There was no difference in the amount of miR-375 and miR-375/IEQ released during the first 7 days post-ITx between the Reparixin and placebo groups, between the first and second transplant, as well as between transplants leading to insulin independence, partial function, or failure.

Of note, the patient who developed acute rejection on day 7 after their 1st ITx had miR-375 levels 10-fold lower in the first 7 days when compared to the remaining patients who did not develop complications. Interestingly, this patient’s AUC miR-375 release was in the same low range after uncomplicated 2nd ITx, which resulted in long-term insulin independence while miR-375 release was again 5 fold higher in remaining patients at the same time (Fig. 7).

→ **DIRECTIONS FOR THIS TASK**
According to the passage on miR-375 release after islet transplantation, how much lower were the miR-375 levels in the first 7 days for the patient who developed acute rejection, compared with patients who had no complications?

→ **RECORDED INFORMATION**
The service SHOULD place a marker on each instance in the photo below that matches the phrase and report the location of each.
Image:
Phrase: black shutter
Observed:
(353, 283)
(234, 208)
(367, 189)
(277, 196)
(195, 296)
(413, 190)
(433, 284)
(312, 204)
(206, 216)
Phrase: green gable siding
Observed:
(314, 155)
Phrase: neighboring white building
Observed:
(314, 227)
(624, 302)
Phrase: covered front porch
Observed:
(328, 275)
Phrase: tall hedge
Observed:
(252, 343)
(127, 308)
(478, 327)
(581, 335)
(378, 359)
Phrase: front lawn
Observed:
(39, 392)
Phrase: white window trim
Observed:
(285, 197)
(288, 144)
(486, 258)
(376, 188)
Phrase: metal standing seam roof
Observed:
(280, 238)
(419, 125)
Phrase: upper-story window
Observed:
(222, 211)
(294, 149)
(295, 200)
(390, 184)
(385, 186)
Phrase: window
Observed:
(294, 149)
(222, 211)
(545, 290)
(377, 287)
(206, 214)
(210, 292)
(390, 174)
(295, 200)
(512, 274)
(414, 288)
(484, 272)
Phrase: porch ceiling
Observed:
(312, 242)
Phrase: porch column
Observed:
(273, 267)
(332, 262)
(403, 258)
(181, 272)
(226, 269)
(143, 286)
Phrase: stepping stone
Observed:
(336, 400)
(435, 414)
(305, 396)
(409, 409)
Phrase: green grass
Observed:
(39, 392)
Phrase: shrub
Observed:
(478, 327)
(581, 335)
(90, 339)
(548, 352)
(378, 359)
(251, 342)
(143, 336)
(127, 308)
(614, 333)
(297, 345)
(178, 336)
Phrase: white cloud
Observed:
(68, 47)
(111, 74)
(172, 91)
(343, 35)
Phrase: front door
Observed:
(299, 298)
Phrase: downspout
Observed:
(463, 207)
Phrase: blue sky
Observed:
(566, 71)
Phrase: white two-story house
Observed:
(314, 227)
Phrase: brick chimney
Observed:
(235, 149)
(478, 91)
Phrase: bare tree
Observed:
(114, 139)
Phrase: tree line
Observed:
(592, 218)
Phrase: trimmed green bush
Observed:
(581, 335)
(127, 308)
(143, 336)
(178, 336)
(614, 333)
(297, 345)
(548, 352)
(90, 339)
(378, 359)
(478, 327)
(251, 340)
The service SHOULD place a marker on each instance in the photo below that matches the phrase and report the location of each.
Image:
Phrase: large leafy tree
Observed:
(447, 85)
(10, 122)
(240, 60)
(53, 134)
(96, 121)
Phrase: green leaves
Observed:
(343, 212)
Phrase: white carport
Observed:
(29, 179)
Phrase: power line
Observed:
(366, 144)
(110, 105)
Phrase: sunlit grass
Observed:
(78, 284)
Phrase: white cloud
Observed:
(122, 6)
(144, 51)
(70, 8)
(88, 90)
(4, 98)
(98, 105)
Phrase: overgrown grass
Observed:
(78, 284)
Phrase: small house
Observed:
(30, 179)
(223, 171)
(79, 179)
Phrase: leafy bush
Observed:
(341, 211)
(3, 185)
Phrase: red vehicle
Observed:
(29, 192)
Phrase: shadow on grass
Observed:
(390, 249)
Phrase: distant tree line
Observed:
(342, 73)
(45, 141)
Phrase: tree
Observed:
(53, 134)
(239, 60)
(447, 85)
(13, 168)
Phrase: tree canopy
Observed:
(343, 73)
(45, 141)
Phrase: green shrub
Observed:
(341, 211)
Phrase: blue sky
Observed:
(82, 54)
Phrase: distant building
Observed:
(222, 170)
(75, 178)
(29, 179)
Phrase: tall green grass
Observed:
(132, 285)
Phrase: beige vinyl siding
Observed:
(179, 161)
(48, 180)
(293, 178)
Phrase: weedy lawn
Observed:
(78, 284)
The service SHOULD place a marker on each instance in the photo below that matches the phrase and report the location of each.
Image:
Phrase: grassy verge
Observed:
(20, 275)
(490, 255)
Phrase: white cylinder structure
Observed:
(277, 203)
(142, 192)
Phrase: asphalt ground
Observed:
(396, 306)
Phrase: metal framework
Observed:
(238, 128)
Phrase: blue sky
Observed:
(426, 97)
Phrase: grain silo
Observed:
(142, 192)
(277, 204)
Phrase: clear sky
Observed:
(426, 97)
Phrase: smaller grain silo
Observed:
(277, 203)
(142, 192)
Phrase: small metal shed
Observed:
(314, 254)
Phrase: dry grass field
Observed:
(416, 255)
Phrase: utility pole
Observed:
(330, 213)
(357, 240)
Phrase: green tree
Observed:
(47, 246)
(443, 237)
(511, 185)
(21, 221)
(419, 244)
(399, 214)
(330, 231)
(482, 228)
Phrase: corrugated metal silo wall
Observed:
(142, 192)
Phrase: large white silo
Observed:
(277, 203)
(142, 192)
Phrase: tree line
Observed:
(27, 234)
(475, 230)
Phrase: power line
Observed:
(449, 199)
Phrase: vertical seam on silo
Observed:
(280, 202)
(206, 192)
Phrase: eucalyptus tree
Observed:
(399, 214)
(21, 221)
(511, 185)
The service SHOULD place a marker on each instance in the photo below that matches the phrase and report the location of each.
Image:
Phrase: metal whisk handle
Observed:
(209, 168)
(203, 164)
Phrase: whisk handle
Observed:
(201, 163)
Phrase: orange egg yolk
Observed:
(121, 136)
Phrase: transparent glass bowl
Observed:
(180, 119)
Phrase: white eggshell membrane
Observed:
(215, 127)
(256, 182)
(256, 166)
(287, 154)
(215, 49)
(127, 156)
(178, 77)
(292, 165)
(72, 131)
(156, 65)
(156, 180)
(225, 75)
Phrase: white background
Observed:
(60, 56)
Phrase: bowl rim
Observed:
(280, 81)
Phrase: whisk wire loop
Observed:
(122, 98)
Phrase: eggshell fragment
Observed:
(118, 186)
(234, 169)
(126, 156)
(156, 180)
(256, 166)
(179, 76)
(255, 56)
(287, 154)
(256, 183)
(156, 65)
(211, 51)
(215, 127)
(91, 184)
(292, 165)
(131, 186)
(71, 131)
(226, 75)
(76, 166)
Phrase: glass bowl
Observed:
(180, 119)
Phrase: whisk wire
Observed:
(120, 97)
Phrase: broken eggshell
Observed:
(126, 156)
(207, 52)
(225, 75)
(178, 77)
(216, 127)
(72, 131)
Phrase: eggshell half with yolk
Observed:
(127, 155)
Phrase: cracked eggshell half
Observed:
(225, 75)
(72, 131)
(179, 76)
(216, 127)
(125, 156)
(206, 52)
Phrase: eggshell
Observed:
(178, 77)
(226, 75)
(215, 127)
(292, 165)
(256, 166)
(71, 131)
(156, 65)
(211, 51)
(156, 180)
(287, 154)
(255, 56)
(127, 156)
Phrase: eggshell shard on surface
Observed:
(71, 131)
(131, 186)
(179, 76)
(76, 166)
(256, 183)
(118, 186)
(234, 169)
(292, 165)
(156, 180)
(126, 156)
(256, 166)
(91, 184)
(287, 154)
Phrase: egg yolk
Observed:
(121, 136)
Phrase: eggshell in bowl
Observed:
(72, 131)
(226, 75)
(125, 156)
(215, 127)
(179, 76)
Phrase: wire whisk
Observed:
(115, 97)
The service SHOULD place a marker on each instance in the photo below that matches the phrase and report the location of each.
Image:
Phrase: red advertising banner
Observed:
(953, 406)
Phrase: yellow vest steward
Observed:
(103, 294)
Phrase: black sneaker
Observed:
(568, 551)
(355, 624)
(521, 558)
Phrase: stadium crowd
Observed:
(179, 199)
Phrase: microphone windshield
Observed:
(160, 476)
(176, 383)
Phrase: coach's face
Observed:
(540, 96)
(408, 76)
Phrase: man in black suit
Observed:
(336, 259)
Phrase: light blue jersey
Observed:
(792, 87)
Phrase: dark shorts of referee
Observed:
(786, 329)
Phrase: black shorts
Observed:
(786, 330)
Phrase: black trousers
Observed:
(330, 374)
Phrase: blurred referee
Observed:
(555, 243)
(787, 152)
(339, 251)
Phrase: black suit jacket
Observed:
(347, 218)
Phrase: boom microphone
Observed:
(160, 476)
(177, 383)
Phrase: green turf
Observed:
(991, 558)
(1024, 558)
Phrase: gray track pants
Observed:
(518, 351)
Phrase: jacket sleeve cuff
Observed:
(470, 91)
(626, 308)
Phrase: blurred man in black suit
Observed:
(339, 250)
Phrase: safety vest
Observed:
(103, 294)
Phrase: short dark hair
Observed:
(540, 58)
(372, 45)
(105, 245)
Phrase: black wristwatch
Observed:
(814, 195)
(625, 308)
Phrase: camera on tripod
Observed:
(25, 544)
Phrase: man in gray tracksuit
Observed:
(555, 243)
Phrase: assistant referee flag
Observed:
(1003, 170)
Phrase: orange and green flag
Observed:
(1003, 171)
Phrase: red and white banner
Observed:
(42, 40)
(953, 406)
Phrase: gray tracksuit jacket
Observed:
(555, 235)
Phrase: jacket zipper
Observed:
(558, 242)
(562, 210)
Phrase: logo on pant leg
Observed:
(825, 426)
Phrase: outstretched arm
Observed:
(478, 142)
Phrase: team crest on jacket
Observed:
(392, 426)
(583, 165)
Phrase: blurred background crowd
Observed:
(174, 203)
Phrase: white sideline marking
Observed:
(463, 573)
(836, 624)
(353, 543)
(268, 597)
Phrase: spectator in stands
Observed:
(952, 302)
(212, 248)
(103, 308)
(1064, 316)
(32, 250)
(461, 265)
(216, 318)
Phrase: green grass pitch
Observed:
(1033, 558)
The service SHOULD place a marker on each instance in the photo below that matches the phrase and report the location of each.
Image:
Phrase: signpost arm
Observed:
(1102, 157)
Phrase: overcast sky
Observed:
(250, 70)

→ **EXERCISE SOLUTION**
They were 10-fold lower.